┏━━

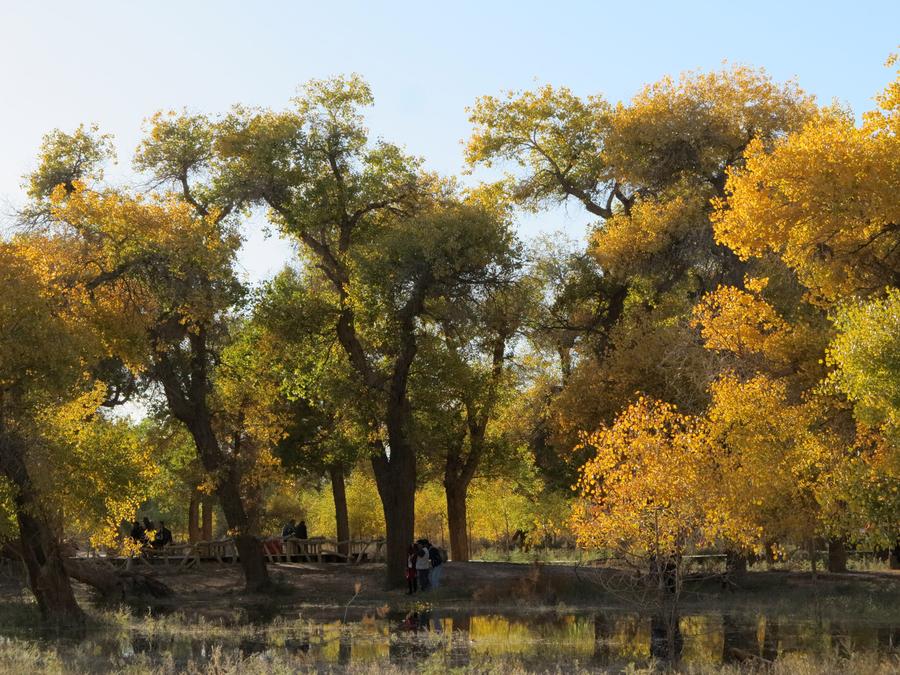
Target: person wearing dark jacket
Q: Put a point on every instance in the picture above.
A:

┗━━
┏━━

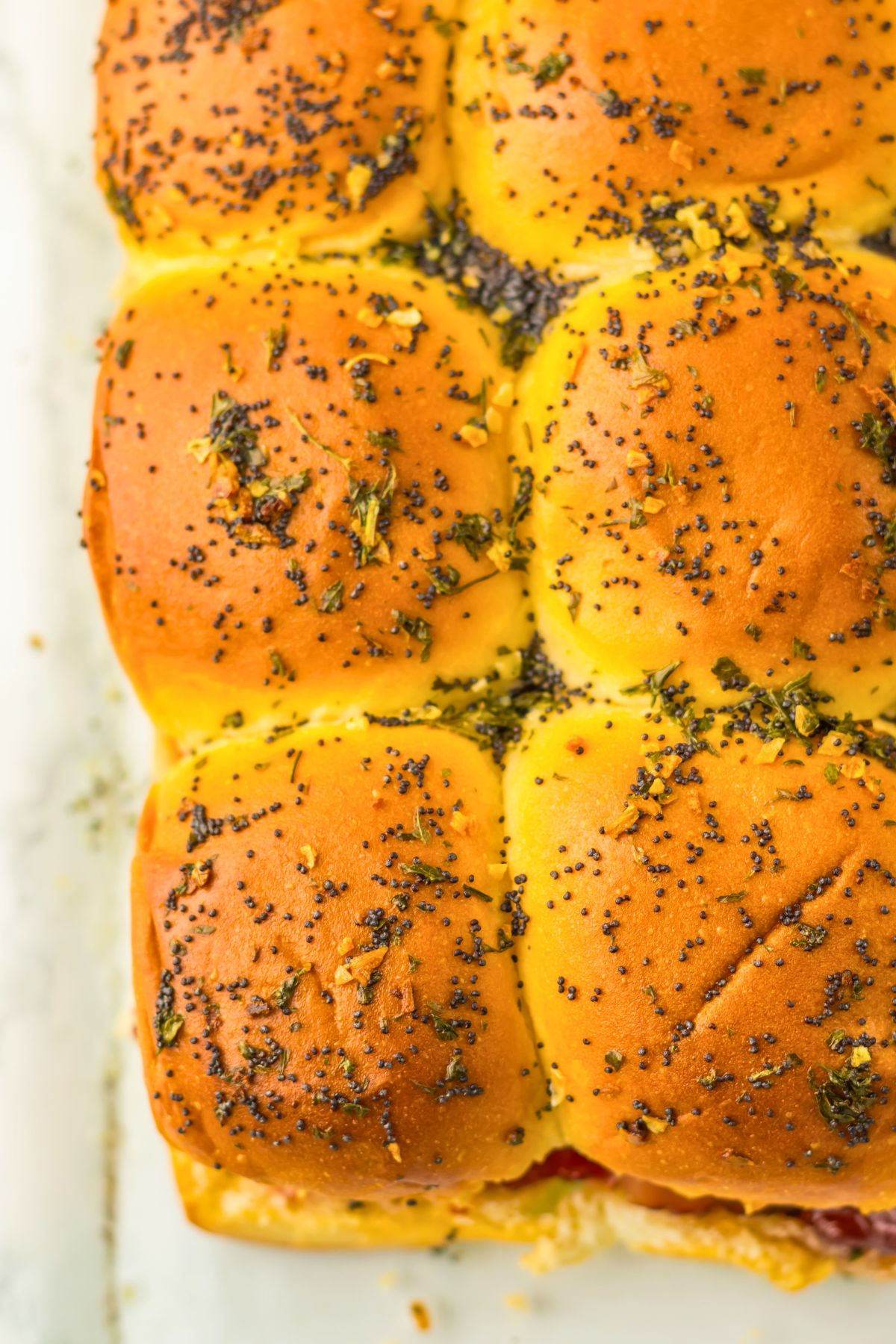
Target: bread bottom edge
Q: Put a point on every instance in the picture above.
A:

┗━━
┏━━

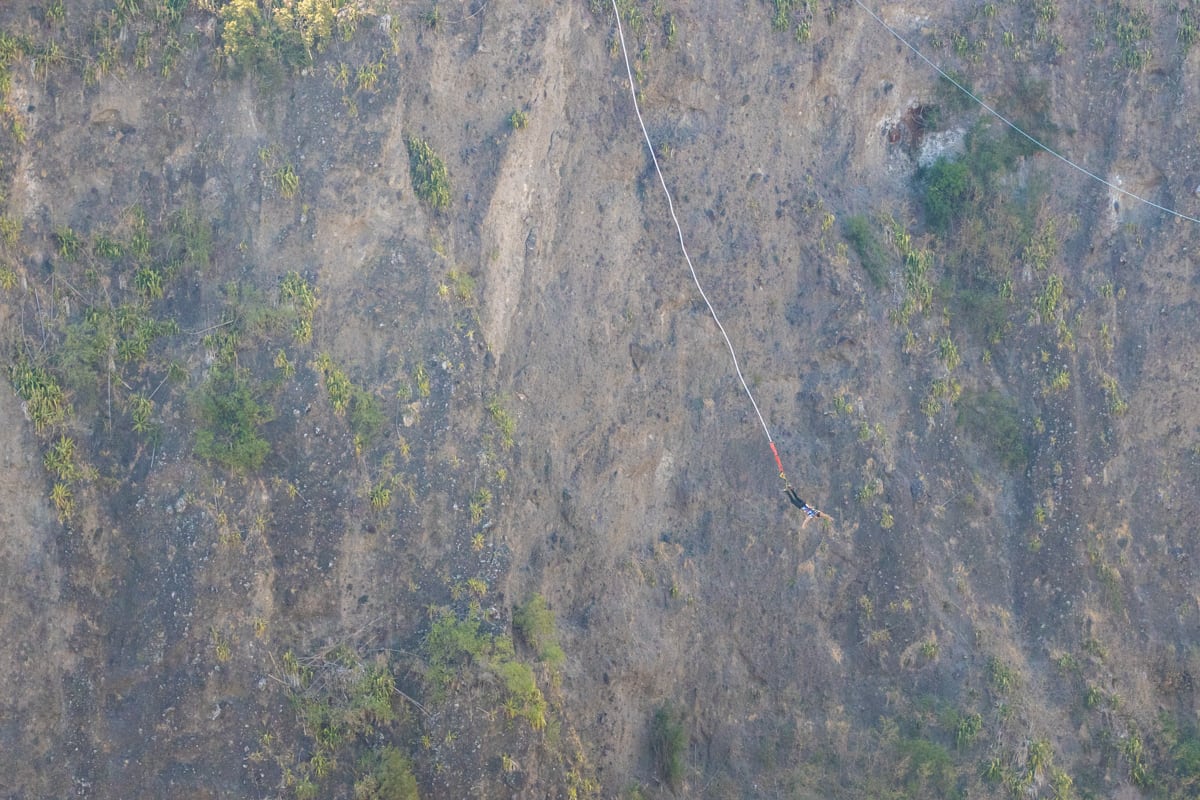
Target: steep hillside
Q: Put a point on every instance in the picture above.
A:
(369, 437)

┗━━

- Exercise details
Count the lines in the records above that contain the word "Target", matching case exactly. Give only the number.

- Problem solution
3